STATED GOAL:
Pull out each line in the items below that contains the string "seed", and copy every such line in full.

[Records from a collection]

══════════════════════════════

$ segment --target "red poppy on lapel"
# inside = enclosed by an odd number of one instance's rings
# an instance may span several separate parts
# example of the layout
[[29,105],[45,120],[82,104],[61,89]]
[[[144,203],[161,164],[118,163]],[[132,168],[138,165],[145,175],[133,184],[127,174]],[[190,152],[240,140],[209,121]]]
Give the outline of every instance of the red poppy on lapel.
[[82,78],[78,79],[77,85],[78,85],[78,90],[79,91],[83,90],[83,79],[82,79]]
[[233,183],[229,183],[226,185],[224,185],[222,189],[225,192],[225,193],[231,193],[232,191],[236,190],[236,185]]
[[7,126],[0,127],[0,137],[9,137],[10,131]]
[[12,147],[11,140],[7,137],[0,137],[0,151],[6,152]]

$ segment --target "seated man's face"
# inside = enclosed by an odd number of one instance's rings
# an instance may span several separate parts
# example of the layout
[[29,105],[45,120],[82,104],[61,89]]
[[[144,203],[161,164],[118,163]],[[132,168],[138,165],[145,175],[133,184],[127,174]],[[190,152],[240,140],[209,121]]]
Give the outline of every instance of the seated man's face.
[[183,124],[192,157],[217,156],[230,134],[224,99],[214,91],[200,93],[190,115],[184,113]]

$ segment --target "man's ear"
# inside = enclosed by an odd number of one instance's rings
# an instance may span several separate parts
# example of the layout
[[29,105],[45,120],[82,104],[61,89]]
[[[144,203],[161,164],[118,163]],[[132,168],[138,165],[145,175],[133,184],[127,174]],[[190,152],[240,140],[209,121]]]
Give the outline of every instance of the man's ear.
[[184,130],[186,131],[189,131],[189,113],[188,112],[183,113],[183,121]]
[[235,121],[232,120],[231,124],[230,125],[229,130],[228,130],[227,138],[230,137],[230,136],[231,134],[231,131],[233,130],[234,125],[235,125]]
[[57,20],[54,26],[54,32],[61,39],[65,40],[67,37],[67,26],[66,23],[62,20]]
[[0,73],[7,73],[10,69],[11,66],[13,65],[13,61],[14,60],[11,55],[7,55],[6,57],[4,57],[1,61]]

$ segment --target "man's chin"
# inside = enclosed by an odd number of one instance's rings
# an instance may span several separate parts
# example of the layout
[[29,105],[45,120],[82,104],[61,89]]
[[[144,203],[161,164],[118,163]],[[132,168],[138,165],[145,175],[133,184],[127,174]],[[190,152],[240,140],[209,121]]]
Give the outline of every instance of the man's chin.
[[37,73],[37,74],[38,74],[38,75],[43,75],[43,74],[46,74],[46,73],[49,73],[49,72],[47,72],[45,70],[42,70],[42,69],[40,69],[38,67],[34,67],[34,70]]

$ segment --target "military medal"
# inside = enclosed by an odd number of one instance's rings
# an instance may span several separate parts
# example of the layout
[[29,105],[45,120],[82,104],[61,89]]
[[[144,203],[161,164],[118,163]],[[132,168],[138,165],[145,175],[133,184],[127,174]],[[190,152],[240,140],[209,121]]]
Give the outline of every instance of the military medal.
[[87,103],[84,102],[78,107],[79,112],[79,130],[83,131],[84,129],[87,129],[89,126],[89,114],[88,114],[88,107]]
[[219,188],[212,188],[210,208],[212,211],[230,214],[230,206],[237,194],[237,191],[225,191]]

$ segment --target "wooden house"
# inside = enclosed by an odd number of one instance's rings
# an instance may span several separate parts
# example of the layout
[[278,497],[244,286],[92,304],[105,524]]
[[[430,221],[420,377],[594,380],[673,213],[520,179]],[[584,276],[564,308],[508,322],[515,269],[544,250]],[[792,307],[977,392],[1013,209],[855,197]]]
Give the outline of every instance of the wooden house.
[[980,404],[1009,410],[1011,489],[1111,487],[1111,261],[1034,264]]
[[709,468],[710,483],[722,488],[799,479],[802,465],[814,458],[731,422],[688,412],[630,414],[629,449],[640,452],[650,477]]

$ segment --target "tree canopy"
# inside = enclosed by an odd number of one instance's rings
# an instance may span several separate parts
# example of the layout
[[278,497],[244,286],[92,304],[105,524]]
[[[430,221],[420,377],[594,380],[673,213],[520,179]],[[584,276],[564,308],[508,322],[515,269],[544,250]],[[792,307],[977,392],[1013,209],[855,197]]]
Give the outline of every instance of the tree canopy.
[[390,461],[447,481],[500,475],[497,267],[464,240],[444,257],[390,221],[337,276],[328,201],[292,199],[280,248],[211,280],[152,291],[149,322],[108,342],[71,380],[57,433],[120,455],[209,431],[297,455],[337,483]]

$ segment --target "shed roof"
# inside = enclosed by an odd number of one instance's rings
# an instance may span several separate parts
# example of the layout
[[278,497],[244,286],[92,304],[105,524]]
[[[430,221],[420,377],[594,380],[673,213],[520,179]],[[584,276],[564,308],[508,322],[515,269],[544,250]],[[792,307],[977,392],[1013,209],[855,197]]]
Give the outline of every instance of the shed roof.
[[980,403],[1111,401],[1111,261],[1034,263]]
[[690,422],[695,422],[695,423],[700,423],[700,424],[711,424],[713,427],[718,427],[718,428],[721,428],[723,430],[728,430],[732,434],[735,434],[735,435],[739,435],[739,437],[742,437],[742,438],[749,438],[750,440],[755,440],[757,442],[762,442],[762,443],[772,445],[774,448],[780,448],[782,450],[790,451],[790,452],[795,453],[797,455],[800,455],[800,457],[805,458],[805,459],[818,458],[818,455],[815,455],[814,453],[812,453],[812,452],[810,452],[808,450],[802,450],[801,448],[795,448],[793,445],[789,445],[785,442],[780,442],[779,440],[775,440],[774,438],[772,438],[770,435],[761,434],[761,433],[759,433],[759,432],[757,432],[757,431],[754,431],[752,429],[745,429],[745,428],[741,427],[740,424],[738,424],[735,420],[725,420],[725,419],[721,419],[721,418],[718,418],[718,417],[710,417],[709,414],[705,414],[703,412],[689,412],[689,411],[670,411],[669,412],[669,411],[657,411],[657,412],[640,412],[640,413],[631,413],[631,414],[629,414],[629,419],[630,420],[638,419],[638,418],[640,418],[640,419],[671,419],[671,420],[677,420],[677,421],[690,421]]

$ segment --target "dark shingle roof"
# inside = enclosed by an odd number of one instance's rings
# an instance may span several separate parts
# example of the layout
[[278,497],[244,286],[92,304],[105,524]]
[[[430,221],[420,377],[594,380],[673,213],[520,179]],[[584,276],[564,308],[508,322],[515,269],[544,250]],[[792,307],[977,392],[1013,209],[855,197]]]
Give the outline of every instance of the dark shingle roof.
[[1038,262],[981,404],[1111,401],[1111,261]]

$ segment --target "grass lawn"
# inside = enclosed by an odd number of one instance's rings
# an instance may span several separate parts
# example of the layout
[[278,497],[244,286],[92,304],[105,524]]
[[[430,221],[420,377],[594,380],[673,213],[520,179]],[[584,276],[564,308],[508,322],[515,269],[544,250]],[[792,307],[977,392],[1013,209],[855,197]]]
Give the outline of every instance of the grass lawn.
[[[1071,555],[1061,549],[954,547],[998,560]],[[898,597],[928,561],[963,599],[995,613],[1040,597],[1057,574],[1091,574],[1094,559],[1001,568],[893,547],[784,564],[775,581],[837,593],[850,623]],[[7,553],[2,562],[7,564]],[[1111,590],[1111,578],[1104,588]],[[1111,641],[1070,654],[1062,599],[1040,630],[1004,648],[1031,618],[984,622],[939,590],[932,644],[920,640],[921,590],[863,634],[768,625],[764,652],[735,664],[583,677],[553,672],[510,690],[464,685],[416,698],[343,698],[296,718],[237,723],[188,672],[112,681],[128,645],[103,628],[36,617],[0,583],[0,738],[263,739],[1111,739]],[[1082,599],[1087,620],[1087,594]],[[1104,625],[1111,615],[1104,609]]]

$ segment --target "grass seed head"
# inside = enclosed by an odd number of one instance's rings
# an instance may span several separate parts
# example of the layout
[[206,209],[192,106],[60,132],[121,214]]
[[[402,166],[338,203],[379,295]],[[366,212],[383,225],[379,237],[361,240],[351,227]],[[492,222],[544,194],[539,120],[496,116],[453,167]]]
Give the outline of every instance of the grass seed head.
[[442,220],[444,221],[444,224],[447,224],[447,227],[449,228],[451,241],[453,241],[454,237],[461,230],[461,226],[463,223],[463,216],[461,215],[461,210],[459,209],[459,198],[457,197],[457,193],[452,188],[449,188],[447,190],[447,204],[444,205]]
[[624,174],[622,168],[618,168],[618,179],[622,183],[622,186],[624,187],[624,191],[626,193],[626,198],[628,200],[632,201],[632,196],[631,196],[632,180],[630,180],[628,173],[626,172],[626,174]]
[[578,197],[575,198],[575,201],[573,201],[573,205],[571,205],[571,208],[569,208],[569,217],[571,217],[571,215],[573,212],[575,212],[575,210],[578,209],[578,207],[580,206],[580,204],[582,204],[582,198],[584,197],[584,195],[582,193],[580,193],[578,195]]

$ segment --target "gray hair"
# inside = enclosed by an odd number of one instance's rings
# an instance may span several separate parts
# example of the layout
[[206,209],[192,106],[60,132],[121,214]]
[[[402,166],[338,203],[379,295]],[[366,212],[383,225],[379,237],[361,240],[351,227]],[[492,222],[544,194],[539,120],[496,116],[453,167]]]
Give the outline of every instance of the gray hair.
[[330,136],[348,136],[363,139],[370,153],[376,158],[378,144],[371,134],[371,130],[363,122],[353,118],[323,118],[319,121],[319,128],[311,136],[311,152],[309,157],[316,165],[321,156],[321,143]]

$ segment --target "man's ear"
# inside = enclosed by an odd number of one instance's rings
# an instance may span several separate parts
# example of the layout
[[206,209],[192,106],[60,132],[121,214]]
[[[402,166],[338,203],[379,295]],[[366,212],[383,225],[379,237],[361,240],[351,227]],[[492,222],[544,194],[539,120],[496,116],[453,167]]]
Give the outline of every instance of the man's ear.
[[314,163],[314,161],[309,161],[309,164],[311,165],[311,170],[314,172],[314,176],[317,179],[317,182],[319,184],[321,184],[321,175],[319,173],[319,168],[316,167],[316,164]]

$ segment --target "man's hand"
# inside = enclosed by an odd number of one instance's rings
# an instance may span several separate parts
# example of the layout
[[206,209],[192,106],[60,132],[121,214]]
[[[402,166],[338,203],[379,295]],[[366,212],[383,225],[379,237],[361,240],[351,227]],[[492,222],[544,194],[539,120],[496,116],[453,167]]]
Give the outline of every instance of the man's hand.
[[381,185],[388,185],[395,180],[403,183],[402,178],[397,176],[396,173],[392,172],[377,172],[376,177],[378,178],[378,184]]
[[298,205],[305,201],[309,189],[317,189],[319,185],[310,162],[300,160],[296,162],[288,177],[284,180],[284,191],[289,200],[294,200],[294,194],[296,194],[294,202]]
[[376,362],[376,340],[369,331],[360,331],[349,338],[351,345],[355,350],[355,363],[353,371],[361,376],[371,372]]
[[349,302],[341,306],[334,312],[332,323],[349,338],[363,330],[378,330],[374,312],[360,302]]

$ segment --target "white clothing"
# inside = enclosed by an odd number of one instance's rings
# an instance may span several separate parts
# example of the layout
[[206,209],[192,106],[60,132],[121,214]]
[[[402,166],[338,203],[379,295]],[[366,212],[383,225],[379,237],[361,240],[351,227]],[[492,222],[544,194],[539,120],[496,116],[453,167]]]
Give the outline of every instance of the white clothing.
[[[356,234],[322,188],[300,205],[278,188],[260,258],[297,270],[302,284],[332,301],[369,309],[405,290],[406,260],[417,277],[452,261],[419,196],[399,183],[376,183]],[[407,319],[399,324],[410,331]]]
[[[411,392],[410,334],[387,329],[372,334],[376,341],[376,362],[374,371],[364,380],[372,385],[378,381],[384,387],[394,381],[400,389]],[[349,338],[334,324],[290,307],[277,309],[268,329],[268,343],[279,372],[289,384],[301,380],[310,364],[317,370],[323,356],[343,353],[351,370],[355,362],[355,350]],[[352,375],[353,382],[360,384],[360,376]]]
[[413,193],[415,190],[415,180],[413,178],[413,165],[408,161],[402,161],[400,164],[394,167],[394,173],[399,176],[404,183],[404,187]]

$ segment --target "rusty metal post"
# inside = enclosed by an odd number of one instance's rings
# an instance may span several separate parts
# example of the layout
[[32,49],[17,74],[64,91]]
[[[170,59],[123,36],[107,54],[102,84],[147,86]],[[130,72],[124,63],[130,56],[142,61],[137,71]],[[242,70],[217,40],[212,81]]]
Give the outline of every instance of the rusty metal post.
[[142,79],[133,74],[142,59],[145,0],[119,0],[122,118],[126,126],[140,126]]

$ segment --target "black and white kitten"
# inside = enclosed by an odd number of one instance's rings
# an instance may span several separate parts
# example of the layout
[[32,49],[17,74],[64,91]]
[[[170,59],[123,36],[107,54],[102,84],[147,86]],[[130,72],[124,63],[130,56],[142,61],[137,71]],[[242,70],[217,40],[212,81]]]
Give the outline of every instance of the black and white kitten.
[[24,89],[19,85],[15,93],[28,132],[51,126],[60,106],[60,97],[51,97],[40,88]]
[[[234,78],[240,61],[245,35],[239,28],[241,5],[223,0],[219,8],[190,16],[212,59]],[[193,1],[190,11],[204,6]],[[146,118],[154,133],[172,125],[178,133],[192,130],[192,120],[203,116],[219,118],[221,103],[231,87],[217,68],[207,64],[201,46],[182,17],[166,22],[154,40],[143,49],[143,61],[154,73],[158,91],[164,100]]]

══════════════════════════════

THE OUTPUT:
$ segment --target "grass seed head"
Give the outline of every instance of the grass seed head.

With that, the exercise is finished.